== Problem description ==
The entries below must be repeated exactly. None may be skipped.

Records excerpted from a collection
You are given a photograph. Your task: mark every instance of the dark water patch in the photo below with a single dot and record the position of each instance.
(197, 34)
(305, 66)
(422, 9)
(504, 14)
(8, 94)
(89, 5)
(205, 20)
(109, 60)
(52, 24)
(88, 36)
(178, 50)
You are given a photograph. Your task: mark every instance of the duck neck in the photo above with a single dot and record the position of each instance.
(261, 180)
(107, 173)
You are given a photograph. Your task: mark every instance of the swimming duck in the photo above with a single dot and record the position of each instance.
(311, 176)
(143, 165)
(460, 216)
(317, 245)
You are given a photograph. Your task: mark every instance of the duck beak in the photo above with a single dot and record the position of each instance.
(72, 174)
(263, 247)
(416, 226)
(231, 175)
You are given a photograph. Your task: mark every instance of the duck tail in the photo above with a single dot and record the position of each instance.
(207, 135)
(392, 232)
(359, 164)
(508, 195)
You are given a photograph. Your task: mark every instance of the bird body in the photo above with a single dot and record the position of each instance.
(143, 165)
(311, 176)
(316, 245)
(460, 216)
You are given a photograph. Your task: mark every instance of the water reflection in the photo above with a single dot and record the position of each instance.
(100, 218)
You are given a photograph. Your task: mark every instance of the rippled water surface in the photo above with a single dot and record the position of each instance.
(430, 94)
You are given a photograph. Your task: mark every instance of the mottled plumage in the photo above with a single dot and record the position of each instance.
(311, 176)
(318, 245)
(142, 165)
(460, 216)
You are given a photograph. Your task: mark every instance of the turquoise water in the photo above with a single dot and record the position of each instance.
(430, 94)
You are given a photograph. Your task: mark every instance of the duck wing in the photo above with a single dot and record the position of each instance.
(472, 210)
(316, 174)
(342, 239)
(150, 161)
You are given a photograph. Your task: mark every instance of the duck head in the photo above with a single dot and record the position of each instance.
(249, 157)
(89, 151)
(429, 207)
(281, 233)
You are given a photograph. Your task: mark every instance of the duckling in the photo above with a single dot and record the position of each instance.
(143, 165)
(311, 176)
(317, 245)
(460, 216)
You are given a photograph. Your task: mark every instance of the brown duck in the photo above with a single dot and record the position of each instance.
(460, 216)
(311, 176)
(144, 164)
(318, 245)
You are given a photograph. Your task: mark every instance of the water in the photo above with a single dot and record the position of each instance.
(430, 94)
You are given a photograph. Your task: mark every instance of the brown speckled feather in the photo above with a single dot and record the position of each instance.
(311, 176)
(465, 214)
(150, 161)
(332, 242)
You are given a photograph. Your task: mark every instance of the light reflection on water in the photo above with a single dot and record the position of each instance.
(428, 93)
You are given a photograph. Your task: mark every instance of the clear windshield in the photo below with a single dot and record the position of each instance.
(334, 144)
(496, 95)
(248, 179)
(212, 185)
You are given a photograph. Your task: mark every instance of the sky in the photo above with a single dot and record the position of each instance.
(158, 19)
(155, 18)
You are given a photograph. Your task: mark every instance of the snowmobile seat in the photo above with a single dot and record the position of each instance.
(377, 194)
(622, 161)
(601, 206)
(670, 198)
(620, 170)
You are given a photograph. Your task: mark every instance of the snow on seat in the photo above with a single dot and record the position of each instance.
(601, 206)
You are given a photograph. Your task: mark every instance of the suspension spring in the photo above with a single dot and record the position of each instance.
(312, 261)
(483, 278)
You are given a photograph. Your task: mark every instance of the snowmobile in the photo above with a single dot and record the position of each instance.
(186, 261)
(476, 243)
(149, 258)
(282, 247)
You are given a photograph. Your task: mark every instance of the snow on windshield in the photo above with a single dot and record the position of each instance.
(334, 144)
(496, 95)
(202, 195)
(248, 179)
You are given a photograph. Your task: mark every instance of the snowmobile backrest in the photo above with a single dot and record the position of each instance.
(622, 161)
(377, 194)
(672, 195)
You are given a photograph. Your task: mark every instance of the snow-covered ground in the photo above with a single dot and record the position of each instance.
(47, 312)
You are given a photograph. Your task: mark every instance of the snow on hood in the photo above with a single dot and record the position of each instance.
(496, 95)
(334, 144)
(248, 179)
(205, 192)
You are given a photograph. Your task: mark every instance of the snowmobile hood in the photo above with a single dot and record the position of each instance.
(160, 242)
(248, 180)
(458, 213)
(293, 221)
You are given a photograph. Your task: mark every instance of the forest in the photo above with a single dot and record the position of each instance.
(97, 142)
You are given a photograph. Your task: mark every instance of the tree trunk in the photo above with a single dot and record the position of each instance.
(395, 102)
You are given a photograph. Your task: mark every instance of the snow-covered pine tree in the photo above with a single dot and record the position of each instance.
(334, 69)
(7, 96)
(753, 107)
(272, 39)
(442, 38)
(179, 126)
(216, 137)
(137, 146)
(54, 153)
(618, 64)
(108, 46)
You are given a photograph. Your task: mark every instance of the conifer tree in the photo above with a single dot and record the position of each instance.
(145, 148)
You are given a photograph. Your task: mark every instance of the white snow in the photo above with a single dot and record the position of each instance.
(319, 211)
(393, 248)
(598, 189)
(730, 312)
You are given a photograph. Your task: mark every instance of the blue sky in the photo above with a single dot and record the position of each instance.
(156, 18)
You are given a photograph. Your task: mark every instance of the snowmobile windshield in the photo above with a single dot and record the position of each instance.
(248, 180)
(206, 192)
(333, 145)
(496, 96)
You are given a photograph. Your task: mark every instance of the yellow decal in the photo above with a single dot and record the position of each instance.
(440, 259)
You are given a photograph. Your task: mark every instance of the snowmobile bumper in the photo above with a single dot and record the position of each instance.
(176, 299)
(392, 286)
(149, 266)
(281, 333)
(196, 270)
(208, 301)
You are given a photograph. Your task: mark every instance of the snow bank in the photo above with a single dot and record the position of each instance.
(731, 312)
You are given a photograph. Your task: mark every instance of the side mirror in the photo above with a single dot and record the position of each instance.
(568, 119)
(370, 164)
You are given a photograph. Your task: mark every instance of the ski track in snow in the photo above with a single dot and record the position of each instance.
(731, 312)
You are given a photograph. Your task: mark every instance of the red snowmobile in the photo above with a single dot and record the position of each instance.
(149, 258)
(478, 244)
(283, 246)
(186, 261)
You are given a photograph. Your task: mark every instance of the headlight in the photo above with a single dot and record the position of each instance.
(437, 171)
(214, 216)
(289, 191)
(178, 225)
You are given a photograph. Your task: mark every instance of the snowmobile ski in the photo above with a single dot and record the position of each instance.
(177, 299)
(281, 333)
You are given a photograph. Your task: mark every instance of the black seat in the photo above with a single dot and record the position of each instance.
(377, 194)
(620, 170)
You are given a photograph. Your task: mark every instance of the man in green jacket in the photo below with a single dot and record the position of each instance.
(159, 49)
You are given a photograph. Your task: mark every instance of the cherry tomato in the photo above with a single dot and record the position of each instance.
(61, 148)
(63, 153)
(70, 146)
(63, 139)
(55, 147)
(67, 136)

== Answer box ==
You are given a photograph. Your task: mark every instance of the dark water patch in the photo below with a single dot and record the position of each instance.
(197, 34)
(305, 66)
(422, 9)
(504, 14)
(8, 94)
(89, 5)
(205, 20)
(109, 60)
(52, 24)
(88, 36)
(178, 50)
You are given a photograph. Your task: mark every instance of the duck neck in the photo above with a single dot and record the position of each instance.
(261, 180)
(107, 173)
You are given a photograph. Your task: mark every instance of the swimming duck in the photo above with a single dot and record the position of each instance.
(311, 176)
(143, 165)
(460, 216)
(317, 245)
You are given a photograph. Your task: mark every instance of the duck beak in the photo above with a single dot and record the position of each instance.
(72, 174)
(263, 247)
(416, 226)
(231, 175)
You are given a photograph. Your task: mark every instance of the duck tail in the photo above with a single dot and record the position of each instance.
(207, 135)
(392, 232)
(359, 164)
(508, 195)
You are given a photograph. Your task: mark every instance of the bird body in the photo above with a single dot and record the position of each instance.
(143, 165)
(311, 176)
(316, 245)
(460, 216)
You are given a photograph. Your task: mark every instance of the water reflection in the photo above with a single dot and record the position of each instance.
(100, 218)
You are given a photograph. Your task: mark every instance of the rippled water surface in the photo above with a single dot and record the position of each instance.
(430, 94)
You are given a photograph. Your task: mark every instance of the mottled plumage in the photo above with a single dot and record the position of each instance.
(311, 176)
(318, 245)
(142, 165)
(460, 216)
You are given a photograph. Your task: mark every instance of the turquoise water in the photo above with a single dot and record the position of each instance.
(430, 94)
You are given a photograph. Your task: mark every instance of the duck wing in the photo above with a single dot and record the position of each instance.
(472, 210)
(316, 174)
(342, 239)
(150, 161)
You are given a photograph. Your task: mark every instance of the duck head in the photo above with a single dot and record the position of each instance.
(249, 157)
(89, 151)
(429, 207)
(281, 233)
You are given a photograph. Your task: mark every instance of the duckling in the photo above with a single dot and record the position of each instance.
(143, 165)
(311, 176)
(317, 245)
(460, 216)
You are given a photograph. Your task: mark every instance of the brown duck in the photo above with a single dot and record the position of each instance.
(460, 216)
(311, 176)
(144, 164)
(318, 245)
You are given a photograph. Your task: mark every instance of the water in the photo above with a single dot and record the position of each instance.
(430, 94)
You are given a photograph. Your task: mark every instance of the brown speckled feather in the photo above with a single dot and record the position of each instance.
(311, 176)
(465, 214)
(150, 161)
(332, 242)
You are given a photograph. Your task: mark every instance of the light reflection on water in the photo above with a single dot and record the position of each instance.
(428, 93)
You are given a photograph. Your task: mark every instance of the clear windshield in the photo below with a single dot and record the position of each instance.
(334, 144)
(496, 95)
(248, 179)
(212, 185)
You are given a photograph. Your task: mark every instance of the sky in the photo above with a single dot and record the position of each instance.
(158, 19)
(155, 18)
You are given a photograph. Your task: mark every instance of the snowmobile seat in the photo above with a single dot and record the position of each instance.
(377, 194)
(622, 161)
(601, 206)
(670, 198)
(620, 170)
You are given a photograph. Your task: mark every instance of the snow on seat in the photo above with a single dot and record the position of each instance.
(601, 206)
You are given a photograph. Your task: mark every instance of the suspension spring in the photo above with a single dot and record the position of each instance.
(312, 261)
(483, 278)
You are given a photograph. Your task: mark every instance of the snowmobile in the photo above with a single dot and record the position of each instance.
(186, 261)
(476, 243)
(149, 258)
(282, 247)
You are given a photograph. Your task: mark every instance of the snow on windshield in the photo above with a single dot and record the position of each instance.
(334, 144)
(496, 95)
(202, 195)
(248, 179)
You are given a photograph. Your task: mark every instance of the snowmobile backrest in the photo above with a single dot and record the position of each instance.
(622, 161)
(377, 194)
(672, 195)
You are given a photograph. Your task: mark every instance of the snow-covered ground in the photo above with a single dot and record the position of each instance.
(47, 312)
You are given a photograph. Your task: mark every instance of the snow on hood in the photo above with a single dot and record the position of each instance.
(496, 95)
(334, 144)
(248, 179)
(205, 192)
You are given a photograph. Your task: mark every instance of the snowmobile hood in the photo above with a single dot and record the position of each instance.
(160, 242)
(248, 180)
(458, 213)
(293, 221)
You are given a photograph. Your task: mark every instance of the forest in the photo above with a single dot and record the position of each instance.
(97, 142)
You are given a photograph. Your task: mark every instance of the tree trunk in the photo above with a single dot and record the position of each instance.
(395, 102)
You are given a photograph. Your task: mark every instance of the snow-covered pine tree in the photo above with a single dot and record the position of each instance.
(334, 69)
(7, 96)
(753, 107)
(272, 39)
(442, 38)
(179, 126)
(216, 137)
(137, 146)
(54, 153)
(618, 64)
(108, 46)
You are given a photograph. Your task: mark every instance of the conifer tree in the photo above with a single dot and record the position of each instance.
(145, 148)
You are given a photograph. Your task: mark every instance of the white snow in the photo above with a single dot and record the position of each instance.
(319, 211)
(393, 248)
(598, 189)
(730, 312)
You are given a photograph. Your task: mark every instance of the blue sky in the photo above with a single dot and record the position of each instance.
(156, 18)
You are given a photograph. Your task: mark every instance of the snowmobile windshield in the photo above with a single dot and record the position of each instance.
(248, 180)
(206, 192)
(333, 145)
(496, 96)
You are given a photograph. Your task: mark every instance of the yellow decal in the photo above with a single dot and record the position of each instance.
(440, 259)
You are given a photograph. Your task: mark every instance of the snowmobile bumper in the photo above with a single dot and record the position of each instance.
(176, 299)
(392, 286)
(149, 266)
(281, 333)
(196, 270)
(208, 301)
You are given a photograph. Your task: mark every instance of the snow bank in the photo above with a single dot and record the position of each instance.
(731, 312)
You are given a photograph. Your task: mark every instance of the side mirror in the photo above with a single dot and record the position of each instance.
(568, 119)
(370, 164)
You are given a photograph. Your task: mark every instance of the ski track in snow in the photo above with a single dot and record the position of each instance.
(731, 312)
You are given a photograph. Your task: mark every instance of the red snowmobile in the photo above with a single dot and record the position of each instance.
(149, 258)
(478, 244)
(283, 246)
(186, 261)
You are given a photograph. Your task: mark every instance of the headlight in the photo above with a single dot and record the position of each instance.
(437, 171)
(214, 216)
(289, 191)
(178, 225)
You are given a photograph. Your task: mark every instance of the snowmobile ski in the photo above with a single dot and record the position of each instance.
(177, 299)
(281, 333)
You are given a photograph. Your task: mark every instance of the black seat in the photo above with a single dot and record the position of each instance.
(377, 194)
(620, 170)
You are given a photograph. Your task: mark every instance of the man in green jacket in the photo below with a single dot and record the position of each instance.
(159, 49)
You are given a photograph. Your task: mark every instance of the cherry tomato in the photo above with a single dot and record the position of each instance.
(61, 148)
(63, 153)
(70, 146)
(63, 139)
(55, 147)
(67, 136)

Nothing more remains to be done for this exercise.